> **Referring expression data**:
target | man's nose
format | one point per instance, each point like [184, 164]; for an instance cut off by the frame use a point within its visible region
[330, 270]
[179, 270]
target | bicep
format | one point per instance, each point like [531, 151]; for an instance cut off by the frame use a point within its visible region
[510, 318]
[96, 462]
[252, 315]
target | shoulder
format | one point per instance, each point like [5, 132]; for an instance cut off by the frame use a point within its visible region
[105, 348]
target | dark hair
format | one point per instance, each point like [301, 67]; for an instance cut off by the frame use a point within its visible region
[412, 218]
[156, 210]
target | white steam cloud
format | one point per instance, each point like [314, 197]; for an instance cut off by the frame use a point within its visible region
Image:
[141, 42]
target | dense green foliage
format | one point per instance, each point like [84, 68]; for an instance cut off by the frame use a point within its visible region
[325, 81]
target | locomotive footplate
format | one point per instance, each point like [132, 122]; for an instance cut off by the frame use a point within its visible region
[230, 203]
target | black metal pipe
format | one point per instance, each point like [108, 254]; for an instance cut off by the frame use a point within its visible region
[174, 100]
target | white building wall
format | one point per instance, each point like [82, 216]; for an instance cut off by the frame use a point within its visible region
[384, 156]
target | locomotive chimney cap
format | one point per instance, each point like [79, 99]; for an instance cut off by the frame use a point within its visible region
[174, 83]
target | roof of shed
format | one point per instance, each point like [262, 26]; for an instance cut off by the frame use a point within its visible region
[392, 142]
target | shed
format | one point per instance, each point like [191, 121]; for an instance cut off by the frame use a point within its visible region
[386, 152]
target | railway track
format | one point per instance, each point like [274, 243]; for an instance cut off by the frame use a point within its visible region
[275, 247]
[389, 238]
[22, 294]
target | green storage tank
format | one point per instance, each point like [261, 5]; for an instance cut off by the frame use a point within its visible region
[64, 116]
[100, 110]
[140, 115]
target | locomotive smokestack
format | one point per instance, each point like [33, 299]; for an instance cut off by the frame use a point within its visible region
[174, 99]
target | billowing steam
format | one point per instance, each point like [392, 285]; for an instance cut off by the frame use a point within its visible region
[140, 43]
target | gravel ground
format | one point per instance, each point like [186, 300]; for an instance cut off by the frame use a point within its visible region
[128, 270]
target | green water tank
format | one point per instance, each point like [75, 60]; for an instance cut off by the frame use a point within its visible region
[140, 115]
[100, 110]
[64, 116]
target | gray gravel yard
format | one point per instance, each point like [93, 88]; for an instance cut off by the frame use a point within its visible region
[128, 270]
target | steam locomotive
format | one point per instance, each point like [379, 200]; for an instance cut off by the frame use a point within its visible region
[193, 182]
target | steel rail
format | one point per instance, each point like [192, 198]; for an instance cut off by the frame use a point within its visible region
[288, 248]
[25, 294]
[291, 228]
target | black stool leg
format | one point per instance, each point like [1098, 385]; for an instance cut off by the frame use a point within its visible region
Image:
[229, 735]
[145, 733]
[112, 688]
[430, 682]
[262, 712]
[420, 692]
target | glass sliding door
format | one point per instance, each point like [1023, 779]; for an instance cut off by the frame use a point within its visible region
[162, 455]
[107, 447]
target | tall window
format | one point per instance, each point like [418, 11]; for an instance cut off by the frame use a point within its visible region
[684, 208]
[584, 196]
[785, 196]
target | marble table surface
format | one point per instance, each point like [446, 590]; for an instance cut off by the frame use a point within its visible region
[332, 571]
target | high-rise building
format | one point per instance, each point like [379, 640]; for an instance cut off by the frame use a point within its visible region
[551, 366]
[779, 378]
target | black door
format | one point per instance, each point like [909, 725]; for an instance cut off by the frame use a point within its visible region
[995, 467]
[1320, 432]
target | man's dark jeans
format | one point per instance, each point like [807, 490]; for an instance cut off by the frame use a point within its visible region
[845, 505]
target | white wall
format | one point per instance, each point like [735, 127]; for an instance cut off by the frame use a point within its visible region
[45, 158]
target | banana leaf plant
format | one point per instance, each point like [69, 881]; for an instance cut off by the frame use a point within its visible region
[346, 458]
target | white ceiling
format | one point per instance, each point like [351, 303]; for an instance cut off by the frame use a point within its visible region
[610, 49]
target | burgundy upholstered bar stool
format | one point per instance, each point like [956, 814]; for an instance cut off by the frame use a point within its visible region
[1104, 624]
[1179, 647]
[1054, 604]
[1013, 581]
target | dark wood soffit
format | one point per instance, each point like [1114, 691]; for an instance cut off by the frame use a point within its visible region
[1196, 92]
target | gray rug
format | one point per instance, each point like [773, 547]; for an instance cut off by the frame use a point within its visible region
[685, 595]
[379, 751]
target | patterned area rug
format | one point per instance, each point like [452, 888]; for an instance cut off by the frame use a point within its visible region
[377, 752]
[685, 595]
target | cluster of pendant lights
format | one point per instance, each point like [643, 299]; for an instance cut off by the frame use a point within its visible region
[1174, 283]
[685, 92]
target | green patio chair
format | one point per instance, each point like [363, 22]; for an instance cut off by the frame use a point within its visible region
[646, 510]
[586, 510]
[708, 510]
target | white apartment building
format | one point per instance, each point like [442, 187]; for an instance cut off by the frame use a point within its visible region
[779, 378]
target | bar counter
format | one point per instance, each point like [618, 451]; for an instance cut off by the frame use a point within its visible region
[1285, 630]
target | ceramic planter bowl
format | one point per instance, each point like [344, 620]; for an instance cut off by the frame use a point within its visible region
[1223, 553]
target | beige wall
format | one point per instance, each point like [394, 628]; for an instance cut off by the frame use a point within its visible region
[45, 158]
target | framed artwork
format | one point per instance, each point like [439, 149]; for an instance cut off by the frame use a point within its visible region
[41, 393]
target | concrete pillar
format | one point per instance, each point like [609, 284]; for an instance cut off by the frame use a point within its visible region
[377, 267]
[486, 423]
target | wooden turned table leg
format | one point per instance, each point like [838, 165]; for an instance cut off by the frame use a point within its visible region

> **WORK TO COMPLETE**: Which lines above carry the string "building"? Copy those lines.

> **REPLY**:
target | white building wall
target | high-rise building
target | white apartment building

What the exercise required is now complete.